Objective: Copy the material from the line with "Exercise. Point to the stone wall" through the end, putting "brick wall" in place of "stone wall" and keeping everything else the same.

Records provided:
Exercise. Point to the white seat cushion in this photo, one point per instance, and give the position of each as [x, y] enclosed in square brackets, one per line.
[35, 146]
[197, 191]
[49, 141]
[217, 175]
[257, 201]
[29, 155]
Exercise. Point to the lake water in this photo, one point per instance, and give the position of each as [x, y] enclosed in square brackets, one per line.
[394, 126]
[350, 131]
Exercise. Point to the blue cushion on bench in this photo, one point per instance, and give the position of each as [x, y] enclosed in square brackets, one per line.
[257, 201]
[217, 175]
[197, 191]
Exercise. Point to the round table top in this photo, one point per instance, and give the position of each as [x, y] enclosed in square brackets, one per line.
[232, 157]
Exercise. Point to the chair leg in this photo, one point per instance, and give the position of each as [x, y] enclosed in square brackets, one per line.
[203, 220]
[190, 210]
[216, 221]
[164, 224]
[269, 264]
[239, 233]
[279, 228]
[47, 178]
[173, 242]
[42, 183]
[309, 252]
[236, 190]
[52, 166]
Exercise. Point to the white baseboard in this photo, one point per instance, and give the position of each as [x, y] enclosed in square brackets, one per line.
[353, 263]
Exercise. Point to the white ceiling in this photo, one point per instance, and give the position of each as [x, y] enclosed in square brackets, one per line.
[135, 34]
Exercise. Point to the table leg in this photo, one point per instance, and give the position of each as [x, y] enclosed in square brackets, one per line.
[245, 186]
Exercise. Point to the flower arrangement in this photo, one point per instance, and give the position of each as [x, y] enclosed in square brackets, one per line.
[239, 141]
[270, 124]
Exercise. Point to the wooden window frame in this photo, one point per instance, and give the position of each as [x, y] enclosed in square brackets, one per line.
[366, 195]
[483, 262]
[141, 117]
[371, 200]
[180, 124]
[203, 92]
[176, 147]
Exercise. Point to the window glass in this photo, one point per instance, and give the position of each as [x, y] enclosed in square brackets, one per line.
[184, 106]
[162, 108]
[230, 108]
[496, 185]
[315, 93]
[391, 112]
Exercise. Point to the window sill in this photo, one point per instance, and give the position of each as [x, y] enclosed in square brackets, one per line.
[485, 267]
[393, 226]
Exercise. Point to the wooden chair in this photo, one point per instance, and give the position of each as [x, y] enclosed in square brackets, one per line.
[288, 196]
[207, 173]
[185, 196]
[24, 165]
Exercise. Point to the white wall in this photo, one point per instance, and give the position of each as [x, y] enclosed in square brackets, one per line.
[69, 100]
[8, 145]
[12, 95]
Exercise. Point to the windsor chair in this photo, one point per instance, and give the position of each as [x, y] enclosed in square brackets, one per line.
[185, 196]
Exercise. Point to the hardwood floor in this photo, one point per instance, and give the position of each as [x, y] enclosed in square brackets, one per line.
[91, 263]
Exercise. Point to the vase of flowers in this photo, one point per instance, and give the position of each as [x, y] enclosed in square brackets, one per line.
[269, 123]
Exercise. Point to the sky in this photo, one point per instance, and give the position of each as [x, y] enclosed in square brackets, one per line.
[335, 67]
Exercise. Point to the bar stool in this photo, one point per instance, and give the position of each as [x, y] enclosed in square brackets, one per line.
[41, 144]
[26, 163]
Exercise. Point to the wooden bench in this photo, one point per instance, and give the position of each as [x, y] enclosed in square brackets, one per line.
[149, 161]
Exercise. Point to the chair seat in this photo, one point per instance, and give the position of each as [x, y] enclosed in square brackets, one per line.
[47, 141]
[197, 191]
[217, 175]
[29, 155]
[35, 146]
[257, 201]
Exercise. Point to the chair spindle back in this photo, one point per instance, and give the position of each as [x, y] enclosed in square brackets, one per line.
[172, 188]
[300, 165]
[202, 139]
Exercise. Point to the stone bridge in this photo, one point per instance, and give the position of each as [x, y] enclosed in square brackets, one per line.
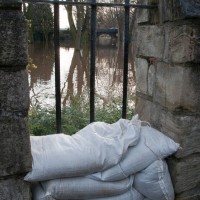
[167, 57]
[111, 31]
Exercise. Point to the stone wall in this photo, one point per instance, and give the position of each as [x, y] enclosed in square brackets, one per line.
[168, 83]
[15, 156]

Correct answer:
Exercise. Point to the brick wall in this photo, one point per instance, and give the position of each as [x, y] enclosed in square brackets, one per line.
[168, 83]
[15, 156]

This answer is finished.